● Direction
Output the records. Match them exactly.
· · · · · · ·
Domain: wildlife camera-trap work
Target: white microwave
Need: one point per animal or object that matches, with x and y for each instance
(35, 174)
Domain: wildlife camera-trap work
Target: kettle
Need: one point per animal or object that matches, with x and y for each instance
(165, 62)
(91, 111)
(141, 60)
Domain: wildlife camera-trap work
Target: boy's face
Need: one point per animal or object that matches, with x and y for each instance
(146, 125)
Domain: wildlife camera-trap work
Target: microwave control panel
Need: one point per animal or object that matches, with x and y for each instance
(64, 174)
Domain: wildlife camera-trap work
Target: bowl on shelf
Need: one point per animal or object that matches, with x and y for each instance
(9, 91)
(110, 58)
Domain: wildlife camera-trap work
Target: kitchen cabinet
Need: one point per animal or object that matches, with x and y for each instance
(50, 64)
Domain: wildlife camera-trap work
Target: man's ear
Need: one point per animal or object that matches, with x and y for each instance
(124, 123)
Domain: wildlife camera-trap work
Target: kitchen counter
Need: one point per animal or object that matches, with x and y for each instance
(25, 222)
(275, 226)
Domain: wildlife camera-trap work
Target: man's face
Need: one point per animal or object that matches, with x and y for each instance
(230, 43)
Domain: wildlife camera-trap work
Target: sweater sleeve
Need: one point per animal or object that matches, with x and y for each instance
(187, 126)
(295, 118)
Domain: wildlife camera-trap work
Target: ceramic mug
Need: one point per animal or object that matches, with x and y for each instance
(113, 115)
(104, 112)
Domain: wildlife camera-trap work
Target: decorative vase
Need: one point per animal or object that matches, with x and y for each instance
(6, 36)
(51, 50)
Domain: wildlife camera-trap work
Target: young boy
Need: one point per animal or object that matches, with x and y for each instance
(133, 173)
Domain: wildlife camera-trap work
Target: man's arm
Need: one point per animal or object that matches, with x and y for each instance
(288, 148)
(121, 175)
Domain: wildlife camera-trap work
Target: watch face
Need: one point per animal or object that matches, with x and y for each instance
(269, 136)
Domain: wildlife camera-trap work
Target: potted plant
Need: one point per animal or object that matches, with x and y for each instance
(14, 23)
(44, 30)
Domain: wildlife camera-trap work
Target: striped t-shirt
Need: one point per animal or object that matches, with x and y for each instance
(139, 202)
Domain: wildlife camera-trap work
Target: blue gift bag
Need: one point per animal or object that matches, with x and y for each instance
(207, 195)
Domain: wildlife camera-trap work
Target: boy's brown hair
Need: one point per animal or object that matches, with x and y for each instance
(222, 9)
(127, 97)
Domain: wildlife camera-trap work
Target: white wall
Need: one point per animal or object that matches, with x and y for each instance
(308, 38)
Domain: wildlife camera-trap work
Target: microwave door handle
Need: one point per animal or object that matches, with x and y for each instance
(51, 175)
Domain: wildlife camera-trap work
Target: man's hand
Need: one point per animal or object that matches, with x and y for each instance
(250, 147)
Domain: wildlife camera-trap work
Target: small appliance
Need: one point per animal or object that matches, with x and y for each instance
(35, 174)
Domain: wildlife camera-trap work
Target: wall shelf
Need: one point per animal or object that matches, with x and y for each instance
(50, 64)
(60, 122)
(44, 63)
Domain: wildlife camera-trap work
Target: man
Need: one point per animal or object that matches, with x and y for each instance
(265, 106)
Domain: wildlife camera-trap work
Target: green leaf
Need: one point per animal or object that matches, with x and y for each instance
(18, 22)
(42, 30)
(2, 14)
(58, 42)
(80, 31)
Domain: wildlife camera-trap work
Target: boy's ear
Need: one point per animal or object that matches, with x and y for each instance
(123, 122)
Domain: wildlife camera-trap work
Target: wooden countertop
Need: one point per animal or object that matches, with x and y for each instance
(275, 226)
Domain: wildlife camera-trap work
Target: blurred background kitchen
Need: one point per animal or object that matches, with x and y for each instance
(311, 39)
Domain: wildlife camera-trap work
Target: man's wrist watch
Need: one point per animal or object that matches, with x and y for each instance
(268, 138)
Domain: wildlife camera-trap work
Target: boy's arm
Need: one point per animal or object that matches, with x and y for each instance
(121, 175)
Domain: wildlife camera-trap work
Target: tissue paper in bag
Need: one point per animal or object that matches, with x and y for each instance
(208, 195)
· · · · · · ·
● Exercise solution
Domain: wildlife camera-trap work
Target: white microwave
Need: one point per animal or object that matches, with x and y for each instance
(35, 174)
Domain: wildlife camera-trap work
Target: kettle
Need: one point per animal or object that matches, with x and y for each instance
(165, 62)
(91, 111)
(141, 60)
Domain: wildlife camera-trap work
Target: boy's face
Need: one point per animal or object that matches, with x and y for each instance
(146, 125)
Domain: wildlife camera-trap work
Target: microwave control panel
Need: one point per animal or object that matches, with x and y for each instance
(64, 174)
Domain: wildlife camera-trap work
Target: bowl on shelf
Need: one point per animal or object that matches, with x and y for each instance
(9, 91)
(110, 58)
Domain: wildlife camera-trap work
Target: kitchen cabinet
Need: one point per animal or object that matches, with x and y for each instance
(50, 64)
Domain: wildlife camera-trap work
Target: man's ear
Need: one point per animal or object that matches, with x and y for each instance
(124, 123)
Domain: wildlife camera-trap work
Target: kitchen counter
Need: one point per animal or object that matches, with x and y for each instance
(25, 222)
(275, 226)
Domain: wildlife camera-trap work
Target: man's face
Need: one point per animal or object that matches, with x and y for each instance
(230, 43)
Domain: wildlife camera-trap work
Target: sweater sleeve
Need: one point per animal or object that matches, with x and y for each instance
(187, 126)
(295, 118)
Domain: wildlife camera-trap work
Target: ceramic mug
Need: one point per animal or object that matches, with x and y for each instance
(113, 115)
(104, 112)
Domain: wildlife camera-trap work
Target: decorative vase
Need: one point per animal or object that matches, with x and y for each instance
(6, 36)
(51, 50)
Domain: wildlife camera-trap work
Target: young boy
Need: one point per animal or object that matches, with x and y for each instance
(133, 173)
Domain: wildlife camera-trap work
Target: man's arm
Need: one point per animal or object that matches, with x and y for each instance
(288, 148)
(121, 175)
Domain: wildlife camera-trap work
Target: watch face
Need: one point per animal or object that matches, with x and y for each instance
(269, 136)
Domain: wildlife camera-trap work
Target: potted plant
Need: one point per animal or object that matches, with x and y for each instance
(14, 23)
(44, 30)
Domain: wildlife camera-trap work
Target: striped t-shirt
Need: one point per animal or object that matches, with x and y for each instance
(139, 202)
Domain: wildlife camera-trap work
Target: blue gift bag
Need: one point per animal or object that matches, with x and y for each instance
(207, 195)
Domain: wildlife camera-trap work
Target: boy's brown hair
Need: one point per animal or object that matches, with x and y for each instance
(222, 9)
(127, 97)
Domain: wildlife camera-trap work
Target: white wall
Need: one point per animal or object that matches, with x and y for each instance
(308, 38)
Domain: wildlife camera-trap work
Target: microwave door handle
Need: one point per animal or object that matches, with x and y for each instance
(51, 175)
Domain: wildlife camera-trap work
Target: man's hand
Need: one point per animal or object that matches, with x and y for each instance
(250, 147)
Domain: wildlife camera-trap work
Target: small appliance
Need: one point per animal or object that matches, with x and y for each instance
(35, 174)
Domain: wildlife camera-trap work
Target: wall shelf
Need: one point per animal or object that matches, with x and y for each instance
(50, 64)
(60, 122)
(44, 63)
Domain: wildlife camera-trap work
Target: man
Need: one point per animal or object that matches, with x and y for each instance
(265, 106)
Domain: wildlife camera-trap work
Target: green leaf
Need: one point per animal or object that matches, with x and y for each instance
(18, 22)
(42, 30)
(2, 14)
(58, 42)
(80, 31)
Domain: wildlife camera-trap work
Target: boy's ear
Need: one point per animal or object that matches, with x and y for each instance
(123, 122)
Domain: wildlife camera-trap work
Target: wooden countertop
Need: one point per animal or object that matches, with x and y for each instance
(275, 226)
Domain: wildlife camera-trap work
Target: blurred background kitchen
Need: one point per animal or object that matches, with x and y for each instance
(311, 39)
Domain: wildlife camera-trap work
Target: man's wrist watch
Need: one point per animal or object that matches, with x and y for each instance
(268, 138)
Domain: wildlife camera-trap work
Target: boy's arm
Need: one point per animal or object that matches, with x and y for each instance
(121, 175)
Domain: wildlife camera-trap work
Target: tissue paper in bag
Need: one point per animal or object that matches, with x and y for each instance
(208, 195)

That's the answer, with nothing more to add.